▸ **DOCUMENT SEGMENT**
——————

Carlota/baseline pipeline #659

carlotaarvela · 2025-05-19T16:08:27Z

We want a pipeline that schedules test runs and record benchmarking metrics.

Added cilium-hyperion-project topology
Update slo framework to include allow NO_OF_NAMESPACES param so it is customizable for test runs and added NO_OF_NAMESPACES and SMALL_GROUP_SIZE(number of replicas per deployment) to be included on the execute step
Add cilium-project-hyperion-baseline.yml pipeline and load-config
Pipeline

modules/python/clusterloader2/slo/config/load-config-hyperion.yaml

carlotaarvela · 2025-05-20T15:31:05Z

steps/topology/cilium-hyperion-project/collect-clusterloader2.yml

+    run_id=$(Build.BuildId)-$(System.JobId)
+    echo "Run ID: $run_id"
+    echo "##vso[task.setvariable variable=RUN_ID]$run_id"
+  displayName: "Set unique Run ID before publish"


@sumanthreddy29 This pipeline is to be run on a warm cluster. Removing this step will cause an error by creating a blob a non unique name

agrawaliti · 2025-05-29T16:55:40Z

modules/python/clusterloader2/hyperion/config/load-config.yaml

@@ -0,0 +1,111 @@
+name: load-config


Can we rename it to something else, as we already have a load-config file in slo.
in pipeline we pass " cl2_config_file: .yaml" so this can create some issue.

All other frameworks have a load-config file, so I think we should follow the convention

agrawaliti · 2025-05-29T16:56:49Z

modules/python/clusterloader2/hyperion/config/load-config.yaml

+
+# Config options for test parameters
+{{$nodesPerNamespace := DefaultParam .CL2_NODES_PER_NAMESPACE 100}}
+{{$podsPerNode := DefaultParam .CL2_PODS_PER_NODE 50}}


Can we please change it to 40, i know you are passing it from pipeline too, but all our testing is with 40 pods per node, so keeping that default for your configs that make more sense

I have removed this param

alexcastilio · 2025-05-30T09:45:04Z

modules/python/clusterloader2/hyperion/config/modules/measurements.yaml

+# Feature gates
+{{$podStartupLatencyThreshold := DefaultParam .CL2_POD_STARTUP_LATENCY_THRESHOLD "15s"}}
+{{$ENABLE_VIOLATIONS_FOR_API_CALL_PROMETHEUS_SIMPLE := DefaultParam .CL2_ENABLE_VIOLATIONS_FOR_API_CALL_PROMETHEUS_SIMPLE true}}
+{{$PROMETHEUS_SCRAPE_KUBE_PROXY := DefaultParam .PROMETHEUS_SCRAPE_KUBE_PROXY false}}


Is this parameter used in any test case? If not, please delete it and the corresponding if/else block below that relies on it.

——————

▸ **DATA LINES**

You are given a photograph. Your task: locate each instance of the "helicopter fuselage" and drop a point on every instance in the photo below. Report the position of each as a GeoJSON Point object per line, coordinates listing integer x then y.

——————

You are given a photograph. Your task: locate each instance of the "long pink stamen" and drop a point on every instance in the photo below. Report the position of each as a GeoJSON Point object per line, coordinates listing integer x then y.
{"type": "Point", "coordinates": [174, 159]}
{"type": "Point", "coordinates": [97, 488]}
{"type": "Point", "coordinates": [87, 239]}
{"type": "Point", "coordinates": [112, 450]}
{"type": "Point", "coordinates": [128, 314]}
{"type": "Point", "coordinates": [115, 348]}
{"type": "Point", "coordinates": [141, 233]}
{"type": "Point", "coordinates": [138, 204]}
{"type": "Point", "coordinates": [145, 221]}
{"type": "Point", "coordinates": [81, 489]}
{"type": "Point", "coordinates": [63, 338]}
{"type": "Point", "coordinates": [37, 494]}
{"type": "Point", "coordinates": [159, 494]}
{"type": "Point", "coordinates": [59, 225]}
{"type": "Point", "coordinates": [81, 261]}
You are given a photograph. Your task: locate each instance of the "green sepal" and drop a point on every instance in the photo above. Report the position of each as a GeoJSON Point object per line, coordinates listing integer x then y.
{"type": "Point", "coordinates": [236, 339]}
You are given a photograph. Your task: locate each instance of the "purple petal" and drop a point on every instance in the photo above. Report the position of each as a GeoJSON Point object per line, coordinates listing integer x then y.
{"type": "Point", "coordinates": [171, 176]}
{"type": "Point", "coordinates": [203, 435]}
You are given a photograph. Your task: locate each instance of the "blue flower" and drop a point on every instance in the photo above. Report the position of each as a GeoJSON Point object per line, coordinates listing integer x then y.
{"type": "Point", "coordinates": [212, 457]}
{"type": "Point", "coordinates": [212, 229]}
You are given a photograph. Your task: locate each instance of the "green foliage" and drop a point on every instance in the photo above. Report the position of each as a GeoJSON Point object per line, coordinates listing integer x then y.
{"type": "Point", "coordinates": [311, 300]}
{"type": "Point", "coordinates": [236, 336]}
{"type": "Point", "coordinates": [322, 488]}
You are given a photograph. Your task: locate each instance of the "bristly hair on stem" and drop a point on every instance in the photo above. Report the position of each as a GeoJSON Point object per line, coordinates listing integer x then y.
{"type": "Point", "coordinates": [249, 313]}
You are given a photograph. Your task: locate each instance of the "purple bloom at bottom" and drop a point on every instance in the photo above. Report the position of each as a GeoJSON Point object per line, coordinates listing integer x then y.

——————

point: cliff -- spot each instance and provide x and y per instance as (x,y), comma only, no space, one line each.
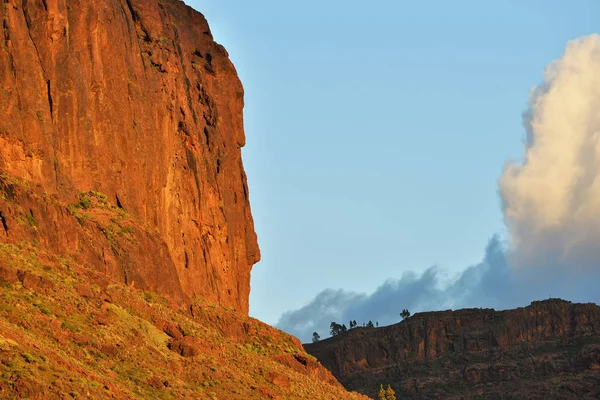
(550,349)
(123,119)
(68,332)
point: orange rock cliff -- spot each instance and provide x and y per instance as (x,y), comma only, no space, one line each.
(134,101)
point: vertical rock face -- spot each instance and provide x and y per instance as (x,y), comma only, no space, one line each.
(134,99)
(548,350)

——————

▸ **SHORT PROBLEM 1**
In the pipeline review thread, translate this sentence into French: "Is this parameter used in any test case?"
▸ **SHORT PROBLEM 2**
Quote the passage of the pipeline review thread that begins at the words "alexcastilio · 2025-05-30T09:45:04Z" and ends after the words "relies on it.".

▸ **COMPLETE ANSWER 1**
Ce paramètre est-il utilisé dans un cas de test ?

▸ **COMPLETE ANSWER 2**
alexcastilio · 2025-05-30T09:45:04Z

modules/python/clusterloader2/hyperion/config/modules/measurements.yaml

+# Feature gates
+{{$podStartupLatencyThreshold := DefaultParam .CL2_POD_STARTUP_LATENCY_THRESHOLD "15s"}}
+{{$ENABLE_VIOLATIONS_FOR_API_CALL_PROMETHEUS_SIMPLE := DefaultParam .CL2_ENABLE_VIOLATIONS_FOR_API_CALL_PROMETHEUS_SIMPLE true}}
+{{$PROMETHEUS_SCRAPE_KUBE_PROXY := DefaultParam .PROMETHEUS_SCRAPE_KUBE_PROXY false}}


Is this parameter used in any test case? If not, please delete it and the corresponding if/else block below that relies on it.